> [WORK TO DO]
**A.** In the cycling post about the forest trails to Cuito, how many stations does the Benguela Railway have?
**B.** Name every food or seasoning mentioned in the cycling post's passage on sardine sandwiches.
**C.** Extend the cycling post about the forest trails to Cuito, beginning after its final sentence.

> [SOURCE EXCERPT]
========

Hi.

Welcome to my adventure cycling website. Most recent posts can be found in my Blog.

Across Africa Part 9: Forest trails to Cuito

Across Africa Part 9: Forest trails to Cuito

The train was an option if the trail became too sandy. The Benguela Railway, which I’d followed for the previous several hundred kilometres to reach Luena, continued west into central Angola. Running parallel to the railway - and clearly demarcated on all maps of the country - was the main road.

I’d read that the Chinese had spent almost $2 billion revitalising the railway, but by all accounts the nearby road - or lack of it - meant most people relied on the train to travel west from Luena.

Cuito, the provincial capital of neighbouring Bié Province, was my destination. Over the next week, I would cycle - and occasionally push - my way along 400 km of sandy tracks. The photos in this post cover that journey, appearing in chronological order.

angola route

Click on the map for a more detailed route through this central part of Angola.

train station angola

Luena’s train station runs a daily service in both directions — west towards the Atlantic port of Lobito, and east — the way I had come — towards the DRC. Numerous small stations line the Benguela Railway, so I knew that if cycling became difficult for any reason, I could always catch the train instead.

tank angola luena

First tank sighting on the outskirts of Luena. Hundreds of tanks were used during Angola’s civil war. This one sat at the side of the road between a market and primary school on my way out of the city.

angola bush bicycle

The main highway connecting the provincial capitals of Luena and Cuito. What paved surfaces did exist in Luena were soon replaced by dirt tracks.

bicycle angola bush

While Moxico province in eastern Angola is predominantly flat, the landscape began to change as I journeyed west into neighbouring Bié: the elevation rose, and the forested terrain began to undulate.

In total there are 67 stations on the 1866-km-long Benguela Railway. Most, like this one, are minor, but I knew there would always be a sign showing me how many kilometres to the next one, and if there was a station master present, an opportunity to refill my water.

Sardine sandwiches -a staple in this part of Africa when in the bush. Fresh bread and tomatoes are relatively easy to find in Angola. A bit of chilli, cumin and seasoning for a fuller flavour here.

Camped beside the railway. I had seen no vehicles other than a few motorbikes on the first few days out from Luena.

But plenty of stars in the sky at night. Camped at around 1300 m in elevation here. The dry season is Angola’s coolest.

========

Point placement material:
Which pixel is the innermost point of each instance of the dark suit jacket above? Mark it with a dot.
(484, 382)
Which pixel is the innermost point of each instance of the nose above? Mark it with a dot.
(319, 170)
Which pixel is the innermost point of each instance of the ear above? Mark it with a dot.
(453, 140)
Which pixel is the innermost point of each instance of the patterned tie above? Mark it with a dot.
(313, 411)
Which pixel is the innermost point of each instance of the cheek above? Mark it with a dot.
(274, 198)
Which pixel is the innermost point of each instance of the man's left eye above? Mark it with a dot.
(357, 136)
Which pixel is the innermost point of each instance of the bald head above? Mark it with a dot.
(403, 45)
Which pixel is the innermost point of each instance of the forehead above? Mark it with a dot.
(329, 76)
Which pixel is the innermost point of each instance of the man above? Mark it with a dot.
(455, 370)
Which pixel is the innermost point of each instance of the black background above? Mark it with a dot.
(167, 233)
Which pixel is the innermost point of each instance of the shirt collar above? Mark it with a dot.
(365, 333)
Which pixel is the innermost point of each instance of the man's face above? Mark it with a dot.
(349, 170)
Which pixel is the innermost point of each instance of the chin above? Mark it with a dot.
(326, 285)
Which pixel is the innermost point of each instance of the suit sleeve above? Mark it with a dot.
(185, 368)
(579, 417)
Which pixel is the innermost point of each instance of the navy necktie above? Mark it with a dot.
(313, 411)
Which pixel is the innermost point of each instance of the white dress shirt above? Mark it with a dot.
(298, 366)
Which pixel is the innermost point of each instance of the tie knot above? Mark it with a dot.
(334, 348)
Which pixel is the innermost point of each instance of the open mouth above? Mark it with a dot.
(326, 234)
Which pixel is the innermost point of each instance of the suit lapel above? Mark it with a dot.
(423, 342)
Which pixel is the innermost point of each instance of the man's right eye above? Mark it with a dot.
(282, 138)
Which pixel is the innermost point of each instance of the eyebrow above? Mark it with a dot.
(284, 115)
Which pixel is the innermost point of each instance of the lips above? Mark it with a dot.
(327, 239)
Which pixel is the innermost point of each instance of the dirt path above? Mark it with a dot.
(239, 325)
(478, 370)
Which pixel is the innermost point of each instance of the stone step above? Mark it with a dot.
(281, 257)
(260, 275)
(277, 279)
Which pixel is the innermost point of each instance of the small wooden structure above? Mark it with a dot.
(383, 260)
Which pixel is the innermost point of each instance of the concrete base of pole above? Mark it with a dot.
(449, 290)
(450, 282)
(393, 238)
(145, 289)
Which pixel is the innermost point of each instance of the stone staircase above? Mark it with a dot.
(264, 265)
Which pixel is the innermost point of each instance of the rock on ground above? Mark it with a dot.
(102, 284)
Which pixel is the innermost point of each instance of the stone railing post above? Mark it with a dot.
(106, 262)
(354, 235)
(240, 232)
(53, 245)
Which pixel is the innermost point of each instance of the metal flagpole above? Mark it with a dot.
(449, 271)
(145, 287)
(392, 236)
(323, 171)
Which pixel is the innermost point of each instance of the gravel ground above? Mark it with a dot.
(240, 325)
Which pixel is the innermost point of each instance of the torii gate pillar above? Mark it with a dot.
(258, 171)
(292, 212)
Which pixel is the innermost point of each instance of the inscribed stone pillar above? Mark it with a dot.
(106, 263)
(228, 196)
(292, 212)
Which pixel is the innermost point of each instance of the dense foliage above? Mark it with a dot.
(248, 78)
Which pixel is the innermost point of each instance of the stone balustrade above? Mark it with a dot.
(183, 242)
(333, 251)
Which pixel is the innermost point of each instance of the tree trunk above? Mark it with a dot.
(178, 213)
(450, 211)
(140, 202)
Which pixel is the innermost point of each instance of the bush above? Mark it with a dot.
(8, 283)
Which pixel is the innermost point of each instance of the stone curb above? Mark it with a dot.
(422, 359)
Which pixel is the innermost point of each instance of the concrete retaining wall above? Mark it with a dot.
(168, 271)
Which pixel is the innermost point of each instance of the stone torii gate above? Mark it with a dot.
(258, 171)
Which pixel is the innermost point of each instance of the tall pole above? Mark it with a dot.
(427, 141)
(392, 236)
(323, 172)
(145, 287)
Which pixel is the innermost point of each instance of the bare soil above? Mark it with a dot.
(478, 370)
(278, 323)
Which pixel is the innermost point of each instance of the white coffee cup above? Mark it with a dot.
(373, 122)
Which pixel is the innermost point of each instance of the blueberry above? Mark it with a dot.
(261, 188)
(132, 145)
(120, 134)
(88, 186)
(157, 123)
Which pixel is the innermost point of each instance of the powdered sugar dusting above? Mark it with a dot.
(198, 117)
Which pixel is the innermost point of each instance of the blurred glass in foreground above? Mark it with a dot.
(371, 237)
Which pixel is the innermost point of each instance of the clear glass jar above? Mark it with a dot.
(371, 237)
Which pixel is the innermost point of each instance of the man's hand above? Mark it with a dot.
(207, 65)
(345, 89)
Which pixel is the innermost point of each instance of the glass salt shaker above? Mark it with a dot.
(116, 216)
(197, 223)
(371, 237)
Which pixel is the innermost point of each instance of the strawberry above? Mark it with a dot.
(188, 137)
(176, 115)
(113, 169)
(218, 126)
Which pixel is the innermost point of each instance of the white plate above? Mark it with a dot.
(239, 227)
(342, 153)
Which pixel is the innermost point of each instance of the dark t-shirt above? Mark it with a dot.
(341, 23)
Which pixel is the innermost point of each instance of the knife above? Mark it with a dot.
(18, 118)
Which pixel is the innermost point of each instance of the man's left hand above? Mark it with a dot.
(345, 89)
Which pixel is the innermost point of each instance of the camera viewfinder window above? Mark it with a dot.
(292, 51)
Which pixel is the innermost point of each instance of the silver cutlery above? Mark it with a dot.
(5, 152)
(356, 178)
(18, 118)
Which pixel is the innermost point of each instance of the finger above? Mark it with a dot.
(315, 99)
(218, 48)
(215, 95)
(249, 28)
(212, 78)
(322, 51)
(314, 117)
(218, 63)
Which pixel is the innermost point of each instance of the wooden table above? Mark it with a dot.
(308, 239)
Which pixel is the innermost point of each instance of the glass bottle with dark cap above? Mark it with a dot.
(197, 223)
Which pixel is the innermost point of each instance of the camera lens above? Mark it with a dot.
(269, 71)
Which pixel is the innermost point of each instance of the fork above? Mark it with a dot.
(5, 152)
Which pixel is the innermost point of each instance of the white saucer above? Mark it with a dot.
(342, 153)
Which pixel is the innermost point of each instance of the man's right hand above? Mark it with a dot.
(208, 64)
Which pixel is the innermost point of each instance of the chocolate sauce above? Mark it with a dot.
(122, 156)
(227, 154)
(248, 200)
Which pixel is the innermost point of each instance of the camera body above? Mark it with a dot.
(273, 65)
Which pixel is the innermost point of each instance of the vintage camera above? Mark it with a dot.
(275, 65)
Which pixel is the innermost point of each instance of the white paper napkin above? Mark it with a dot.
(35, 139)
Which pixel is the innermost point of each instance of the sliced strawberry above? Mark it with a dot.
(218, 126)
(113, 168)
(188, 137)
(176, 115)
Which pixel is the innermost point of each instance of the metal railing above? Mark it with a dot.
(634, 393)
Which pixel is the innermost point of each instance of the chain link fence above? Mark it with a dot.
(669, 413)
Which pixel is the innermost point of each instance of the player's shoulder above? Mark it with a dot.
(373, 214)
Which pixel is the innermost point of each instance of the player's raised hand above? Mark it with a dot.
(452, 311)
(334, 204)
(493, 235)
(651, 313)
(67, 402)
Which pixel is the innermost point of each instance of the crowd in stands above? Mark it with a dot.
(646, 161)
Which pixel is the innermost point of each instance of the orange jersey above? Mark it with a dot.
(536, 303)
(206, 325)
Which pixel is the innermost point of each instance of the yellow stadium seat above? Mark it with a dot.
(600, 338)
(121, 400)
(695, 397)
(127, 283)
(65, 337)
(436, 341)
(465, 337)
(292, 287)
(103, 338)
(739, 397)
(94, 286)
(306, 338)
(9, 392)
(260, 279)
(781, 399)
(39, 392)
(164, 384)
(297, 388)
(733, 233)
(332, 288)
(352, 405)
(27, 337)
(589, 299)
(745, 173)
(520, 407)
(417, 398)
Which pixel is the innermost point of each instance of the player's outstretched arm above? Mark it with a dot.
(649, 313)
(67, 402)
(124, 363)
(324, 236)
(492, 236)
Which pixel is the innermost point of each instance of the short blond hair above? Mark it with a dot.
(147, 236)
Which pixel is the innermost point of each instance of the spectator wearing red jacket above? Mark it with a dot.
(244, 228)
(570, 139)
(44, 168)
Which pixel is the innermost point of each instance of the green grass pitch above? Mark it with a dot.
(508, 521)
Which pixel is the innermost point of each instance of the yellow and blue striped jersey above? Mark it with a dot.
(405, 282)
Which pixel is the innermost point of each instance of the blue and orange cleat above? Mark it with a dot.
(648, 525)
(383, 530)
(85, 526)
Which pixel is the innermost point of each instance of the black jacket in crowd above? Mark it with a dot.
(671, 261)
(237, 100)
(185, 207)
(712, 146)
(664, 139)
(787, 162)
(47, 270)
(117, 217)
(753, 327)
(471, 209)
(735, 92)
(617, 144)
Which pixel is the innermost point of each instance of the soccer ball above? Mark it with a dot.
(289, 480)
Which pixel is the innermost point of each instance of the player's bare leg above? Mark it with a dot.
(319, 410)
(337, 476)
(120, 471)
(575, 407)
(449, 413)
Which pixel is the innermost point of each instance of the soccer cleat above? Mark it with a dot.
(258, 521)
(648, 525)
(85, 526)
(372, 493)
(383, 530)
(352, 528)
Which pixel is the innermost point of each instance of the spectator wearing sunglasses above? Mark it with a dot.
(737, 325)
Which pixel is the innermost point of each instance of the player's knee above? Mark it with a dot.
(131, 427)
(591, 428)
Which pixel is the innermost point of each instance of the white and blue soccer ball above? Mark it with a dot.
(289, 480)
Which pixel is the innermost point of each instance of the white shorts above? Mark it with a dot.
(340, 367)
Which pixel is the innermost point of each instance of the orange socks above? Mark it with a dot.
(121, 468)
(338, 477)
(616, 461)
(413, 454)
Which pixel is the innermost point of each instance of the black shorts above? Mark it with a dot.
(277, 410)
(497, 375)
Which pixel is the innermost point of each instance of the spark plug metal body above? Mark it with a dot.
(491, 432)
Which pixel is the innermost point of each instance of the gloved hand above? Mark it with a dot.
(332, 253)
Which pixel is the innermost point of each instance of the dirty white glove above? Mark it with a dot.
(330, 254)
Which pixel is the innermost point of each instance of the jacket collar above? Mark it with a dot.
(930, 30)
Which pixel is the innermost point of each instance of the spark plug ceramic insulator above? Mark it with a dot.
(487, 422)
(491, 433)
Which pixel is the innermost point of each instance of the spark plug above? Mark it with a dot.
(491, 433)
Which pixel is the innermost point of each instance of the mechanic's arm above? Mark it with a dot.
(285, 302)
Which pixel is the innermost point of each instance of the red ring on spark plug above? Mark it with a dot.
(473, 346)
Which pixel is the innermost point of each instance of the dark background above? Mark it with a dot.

========

> [PER-TASK ANSWERS]
**A.** 67

**B.** Sardines, bread, tomatoes, chilli, cumin, seasoning

**C.**
A lot of the time I found myself on unmarked single track trails running through the forest. Some of these appeared to be old double-track trails that had become overgrown and reduced to a single trail by motorbikes; others looked to have been entirely created by people walking and motorcyclists forging a new path through the forest to avoid what was a sandier alternative running next to the railway.

So when I saw the motorbike tracks veering off from the main road into the forest, I decided to follow them, trusting that I would eventually re-emerge on the main track where it wasn’t so sandy.

Like most of Angola, large wildlife was predominantly hunted and killed during the civil war, so I didn’t expect to see any large animals in the forest, although I had heard rumours of forest elephants existing in these huge expanses of land where few people live.

It was quite common to come across armies of ants crossing the forest trails; a reminder when I pitched my tent to always check the ground carefully.

No moon and another clear starlit sky. There was almost no chance of rain at the end of May. The nights were quiet and peaceful, but I occasionally heard noises in the forest.

The same camp from the previous picture at day-break. I rarely ventured far from the track, and while I didn’t expect to see anyone passing, always insured my tent was hidden.

Some stretches of forest trail proved impossible to cycle. Soft sand meant pushing through stretches, then riding again before losing balance and having to push once more.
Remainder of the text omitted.